[Data excerpts]
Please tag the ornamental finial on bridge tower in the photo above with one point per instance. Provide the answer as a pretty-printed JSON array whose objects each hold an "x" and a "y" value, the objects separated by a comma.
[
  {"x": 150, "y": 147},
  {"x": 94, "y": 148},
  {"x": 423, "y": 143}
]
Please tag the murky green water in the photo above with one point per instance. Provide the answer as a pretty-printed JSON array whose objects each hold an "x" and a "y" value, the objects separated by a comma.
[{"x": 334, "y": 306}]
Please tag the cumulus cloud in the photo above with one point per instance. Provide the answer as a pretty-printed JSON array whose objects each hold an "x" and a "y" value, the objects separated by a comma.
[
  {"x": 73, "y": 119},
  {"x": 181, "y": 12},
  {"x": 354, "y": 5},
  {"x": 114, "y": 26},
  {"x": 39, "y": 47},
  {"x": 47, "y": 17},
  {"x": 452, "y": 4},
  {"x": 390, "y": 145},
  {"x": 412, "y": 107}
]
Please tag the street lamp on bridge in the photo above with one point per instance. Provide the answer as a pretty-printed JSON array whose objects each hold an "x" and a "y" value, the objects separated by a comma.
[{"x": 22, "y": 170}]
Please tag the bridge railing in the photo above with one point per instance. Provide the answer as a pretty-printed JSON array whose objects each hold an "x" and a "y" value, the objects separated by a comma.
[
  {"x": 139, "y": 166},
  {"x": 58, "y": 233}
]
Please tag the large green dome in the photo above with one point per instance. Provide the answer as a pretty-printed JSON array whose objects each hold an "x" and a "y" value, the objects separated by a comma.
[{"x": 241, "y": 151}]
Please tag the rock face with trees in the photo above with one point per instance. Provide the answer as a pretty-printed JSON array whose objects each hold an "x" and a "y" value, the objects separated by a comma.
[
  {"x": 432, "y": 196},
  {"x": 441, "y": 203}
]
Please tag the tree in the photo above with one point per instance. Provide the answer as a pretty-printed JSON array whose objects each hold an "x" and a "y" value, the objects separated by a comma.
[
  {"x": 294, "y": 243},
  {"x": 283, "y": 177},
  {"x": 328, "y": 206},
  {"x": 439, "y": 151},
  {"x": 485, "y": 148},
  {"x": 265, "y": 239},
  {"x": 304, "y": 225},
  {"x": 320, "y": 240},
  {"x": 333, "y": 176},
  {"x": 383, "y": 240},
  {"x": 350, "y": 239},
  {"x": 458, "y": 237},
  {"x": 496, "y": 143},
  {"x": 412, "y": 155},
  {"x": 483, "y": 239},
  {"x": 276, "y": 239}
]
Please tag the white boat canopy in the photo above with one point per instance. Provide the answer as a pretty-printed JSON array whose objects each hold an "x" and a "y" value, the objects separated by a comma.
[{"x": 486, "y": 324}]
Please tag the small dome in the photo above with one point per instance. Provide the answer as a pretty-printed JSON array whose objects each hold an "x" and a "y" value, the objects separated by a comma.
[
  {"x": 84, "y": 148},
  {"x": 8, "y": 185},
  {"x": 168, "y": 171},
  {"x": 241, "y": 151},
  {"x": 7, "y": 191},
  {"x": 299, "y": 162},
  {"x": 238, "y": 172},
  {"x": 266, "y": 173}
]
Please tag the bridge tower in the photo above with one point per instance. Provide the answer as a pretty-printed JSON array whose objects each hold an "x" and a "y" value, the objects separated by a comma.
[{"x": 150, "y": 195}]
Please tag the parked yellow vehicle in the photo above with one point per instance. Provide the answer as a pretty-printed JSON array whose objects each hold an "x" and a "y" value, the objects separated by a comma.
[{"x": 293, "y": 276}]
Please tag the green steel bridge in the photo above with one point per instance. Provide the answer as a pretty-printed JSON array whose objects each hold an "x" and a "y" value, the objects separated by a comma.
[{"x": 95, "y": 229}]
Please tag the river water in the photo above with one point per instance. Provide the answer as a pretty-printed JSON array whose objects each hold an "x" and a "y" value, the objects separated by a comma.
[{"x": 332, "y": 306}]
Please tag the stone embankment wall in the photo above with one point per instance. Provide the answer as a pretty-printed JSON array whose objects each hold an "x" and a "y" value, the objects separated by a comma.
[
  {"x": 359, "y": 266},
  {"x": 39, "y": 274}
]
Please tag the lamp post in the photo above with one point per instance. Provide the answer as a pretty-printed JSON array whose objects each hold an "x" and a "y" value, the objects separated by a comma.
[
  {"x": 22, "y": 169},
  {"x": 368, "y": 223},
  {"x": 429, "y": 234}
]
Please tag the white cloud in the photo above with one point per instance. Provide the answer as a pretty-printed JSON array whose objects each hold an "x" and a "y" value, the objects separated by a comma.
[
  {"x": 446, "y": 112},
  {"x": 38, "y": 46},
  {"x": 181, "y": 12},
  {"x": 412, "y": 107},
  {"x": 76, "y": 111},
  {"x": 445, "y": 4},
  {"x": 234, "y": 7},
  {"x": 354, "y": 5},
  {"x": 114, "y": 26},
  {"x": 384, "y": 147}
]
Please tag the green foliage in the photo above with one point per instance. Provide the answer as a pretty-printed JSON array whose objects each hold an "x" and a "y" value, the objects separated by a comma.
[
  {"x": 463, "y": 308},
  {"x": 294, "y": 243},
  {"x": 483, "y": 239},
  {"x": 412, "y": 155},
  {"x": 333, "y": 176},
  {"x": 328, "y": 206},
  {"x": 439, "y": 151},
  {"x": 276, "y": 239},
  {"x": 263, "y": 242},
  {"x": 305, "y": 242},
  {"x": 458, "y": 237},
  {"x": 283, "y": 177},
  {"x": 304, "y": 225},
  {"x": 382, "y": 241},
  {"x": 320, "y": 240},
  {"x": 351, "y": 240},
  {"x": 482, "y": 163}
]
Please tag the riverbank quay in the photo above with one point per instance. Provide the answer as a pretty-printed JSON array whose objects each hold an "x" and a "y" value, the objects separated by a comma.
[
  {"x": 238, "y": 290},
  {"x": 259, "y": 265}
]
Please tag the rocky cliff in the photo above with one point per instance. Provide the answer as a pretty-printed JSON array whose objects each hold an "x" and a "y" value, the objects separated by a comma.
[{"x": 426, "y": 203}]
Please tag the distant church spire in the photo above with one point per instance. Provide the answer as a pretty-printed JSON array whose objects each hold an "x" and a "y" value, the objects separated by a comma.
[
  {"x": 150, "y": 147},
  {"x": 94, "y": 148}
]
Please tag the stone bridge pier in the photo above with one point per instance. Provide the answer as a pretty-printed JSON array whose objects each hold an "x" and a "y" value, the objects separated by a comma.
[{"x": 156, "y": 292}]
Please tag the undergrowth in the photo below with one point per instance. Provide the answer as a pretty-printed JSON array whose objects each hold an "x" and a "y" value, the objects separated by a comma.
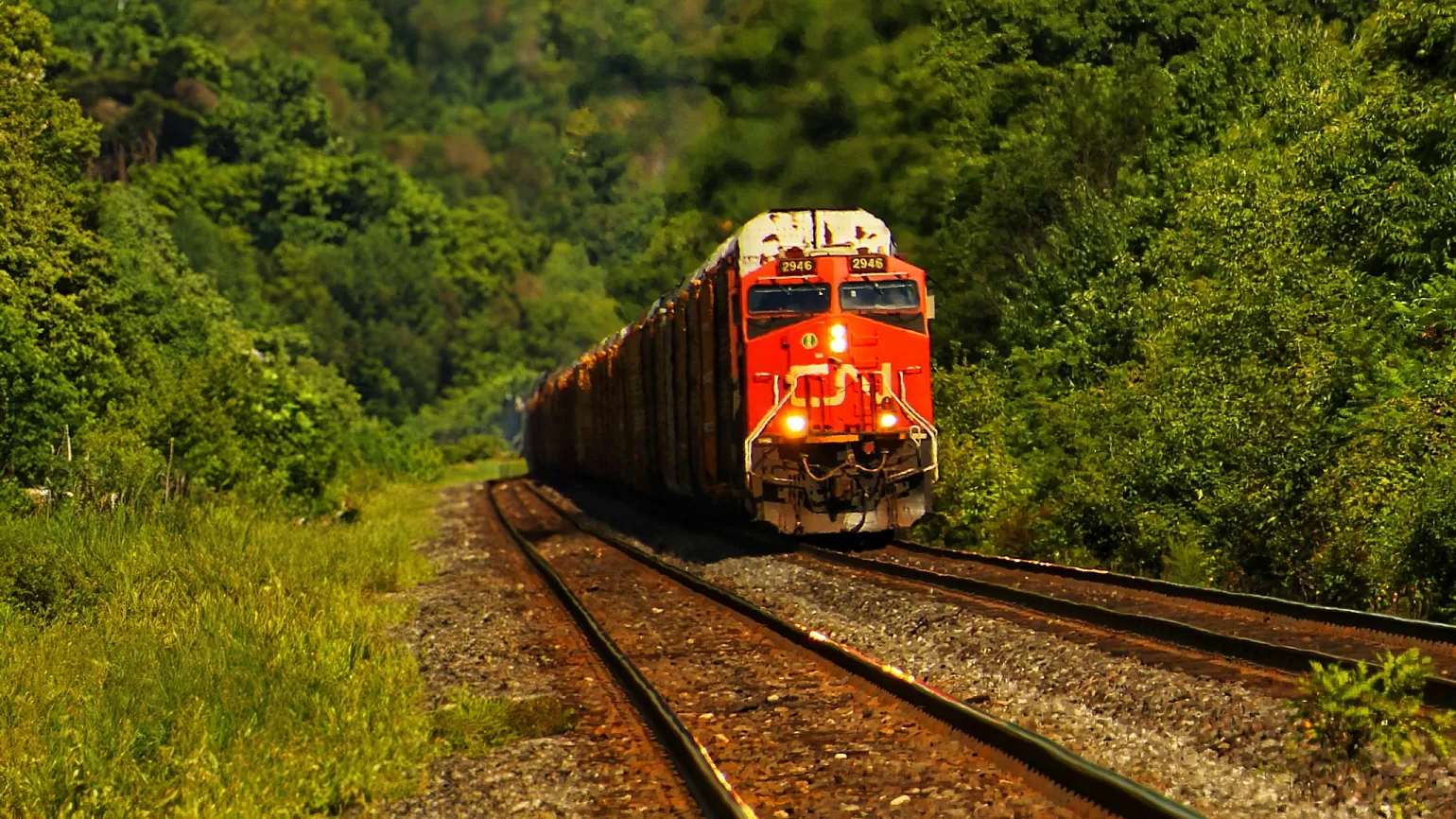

TO DO -> Output nothing but the entries above, exactly, once the pictures are removed.

OUTPUT FOR THIS TASK ->
Please tag the ornamental finial on bridge tower in the photo above with one point per instance. Provide the answer as a pretty-printed JSON array whose objects each hold an "x" and a "y" value, the objects separated by a comma.
[
  {"x": 150, "y": 147},
  {"x": 94, "y": 148},
  {"x": 423, "y": 143}
]
Please tag the murky green water in the photo above with one point per instance. Provide the answer as a pretty-printed JSON array whose objects each hold an "x" and a "y" value, the objects separated by a comma.
[{"x": 334, "y": 306}]
Please tag the cumulus cloud in the photo above with one point per instance. Provide the answer as a pretty-printed JSON array whose objects each hold an "x" and a "y" value, the objects separated by a comma.
[
  {"x": 73, "y": 119},
  {"x": 181, "y": 12},
  {"x": 354, "y": 5},
  {"x": 114, "y": 26},
  {"x": 39, "y": 47},
  {"x": 47, "y": 17},
  {"x": 452, "y": 4},
  {"x": 390, "y": 145},
  {"x": 412, "y": 107}
]
Please tag the street lamp on bridge in the photo above with one point per instance. Provide the answer as a pretty-printed JSON array whose objects each hold an "x" and a "y" value, the objects separated by a comma.
[{"x": 22, "y": 170}]
Please tag the bridge railing in the photo above with one point per instance. Provide the answer as a pretty-printed JSON array whose objects each hold an "x" and a "y" value, the objects separated by a comma.
[
  {"x": 139, "y": 166},
  {"x": 58, "y": 233}
]
Please tag the large green dome in the photo above with one point per instance. Provide the answer as a pretty-printed JSON array whose objects each hold an "x" and a "y" value, the objects separated by a comma.
[{"x": 241, "y": 151}]
Please tag the rock face with trees in the photo above with one point per instance. Provide the answer as a pretty-printed JSON array whose objects each hold an "x" and a "y" value, the objects separated by a comma.
[
  {"x": 432, "y": 196},
  {"x": 441, "y": 203}
]
Please tag the tree in the photo above with one point per instance. Provide the answer as a pretty-printed JSON array whose objects each hold an "x" and a "y" value, the objects separated by a comma.
[
  {"x": 294, "y": 243},
  {"x": 283, "y": 177},
  {"x": 328, "y": 206},
  {"x": 439, "y": 151},
  {"x": 485, "y": 148},
  {"x": 265, "y": 239},
  {"x": 304, "y": 225},
  {"x": 320, "y": 240},
  {"x": 333, "y": 176},
  {"x": 383, "y": 240},
  {"x": 350, "y": 239},
  {"x": 458, "y": 237},
  {"x": 496, "y": 143},
  {"x": 412, "y": 155},
  {"x": 483, "y": 239},
  {"x": 276, "y": 239}
]
Please tag the white boat canopy in the photo above with one point per instance. Provide the answer as a pretty-printed JSON array whose objects each hold an "x" and a "y" value, the objects separated by a comma.
[{"x": 486, "y": 324}]
Please tag the small dome in the photo above with one point per instance. Provide the answer as a pretty-printed JSON array whose objects each hold an "x" and a "y" value, the objects separated by a comma.
[
  {"x": 84, "y": 148},
  {"x": 8, "y": 185},
  {"x": 168, "y": 171},
  {"x": 241, "y": 151},
  {"x": 7, "y": 191},
  {"x": 299, "y": 162},
  {"x": 238, "y": 172},
  {"x": 266, "y": 173}
]
Please tag the bridge tower in the photo above with one point per instance. Provide the answer as a pretty-printed JSON array whose objects each hold an "x" and a "y" value, the objects separated by a comma.
[{"x": 150, "y": 195}]
Please tag the parked yellow vehicle in the photo above with one point per instance. Provide the answer as a pretty-printed JSON array whose objects each hold an "x" and a "y" value, the objects separated by a comma.
[{"x": 293, "y": 276}]
Please tag the green steel bridge in the photo above with one point per instance. Provide the answer as a pretty-printed JSON array whose objects each hold an "x" and a "y" value, the objects separated by a comma.
[{"x": 95, "y": 229}]
Please tag the river water in the photo above with one point per instance. Provide the answer as a pretty-printed JSON array whose objects each hold an "x" and a "y" value, the objects separated by a comma.
[{"x": 332, "y": 306}]
Please tag the stone embankment wall in the photo above with one point per instance. Provide the answer as a pretty-printed JSON array whose objects each hold an "x" and a "y" value, the objects separated by a comma.
[
  {"x": 359, "y": 266},
  {"x": 39, "y": 274}
]
Please tag the lamp post in the photo above with one point per instance. Provide the answer as a pretty-printed JSON array whose objects each hold an "x" and a "y" value, the objects separated by a comma.
[
  {"x": 22, "y": 169},
  {"x": 368, "y": 223},
  {"x": 429, "y": 234}
]
Please tag the white cloud in the photo above with one point per instance. Provide the answer as a pretty-printed JSON array whose objects each hold an "x" and a "y" value, the objects separated by a comma.
[
  {"x": 446, "y": 112},
  {"x": 38, "y": 46},
  {"x": 181, "y": 12},
  {"x": 412, "y": 107},
  {"x": 76, "y": 111},
  {"x": 445, "y": 4},
  {"x": 234, "y": 7},
  {"x": 354, "y": 5},
  {"x": 114, "y": 26},
  {"x": 384, "y": 147}
]
Please tag the green foliage in the photo above with one point per instance. Provide the answer as a pretty-printed JSON array whose objects each hold an "x" and a "y" value, the objects separated by a comma.
[
  {"x": 463, "y": 308},
  {"x": 294, "y": 243},
  {"x": 483, "y": 239},
  {"x": 412, "y": 155},
  {"x": 333, "y": 176},
  {"x": 328, "y": 206},
  {"x": 439, "y": 151},
  {"x": 276, "y": 239},
  {"x": 263, "y": 242},
  {"x": 305, "y": 242},
  {"x": 458, "y": 237},
  {"x": 283, "y": 177},
  {"x": 304, "y": 225},
  {"x": 382, "y": 241},
  {"x": 320, "y": 240},
  {"x": 351, "y": 240},
  {"x": 482, "y": 163}
]
Please tag the riverbank quay in the photo above with one point per instance. Provide the answer as a pretty-printed JSON array whose objects each hold an "x" and a "y" value, the objects separated by a comma.
[
  {"x": 238, "y": 290},
  {"x": 259, "y": 265}
]
Please tag the rocky cliff in the photo above with one point per instance. Provide the answer as a pretty-printed JSON array whose objects each hold an "x" and a "y" value, the objects separated by a comma.
[{"x": 426, "y": 203}]
Please tag the distant church spire in the photo above with one point per instance. Provide the answer as a pretty-printed JSON array whose objects each hold an "x" and a "y" value, the objects separated by a comma.
[
  {"x": 150, "y": 147},
  {"x": 94, "y": 148}
]
Please tag the stone bridge pier in the photo above with one point per instance. Provide the answer as a pretty-printed JSON array whose objects each hold an "x" and a "y" value, the objects separated by a comma.
[{"x": 156, "y": 292}]
Please tag the undergrowth in the photo below with one point per instance. Provide the answer as a pretty-printed JSON array whose objects each hold an "x" and a "y" value, the objects separated by a comma.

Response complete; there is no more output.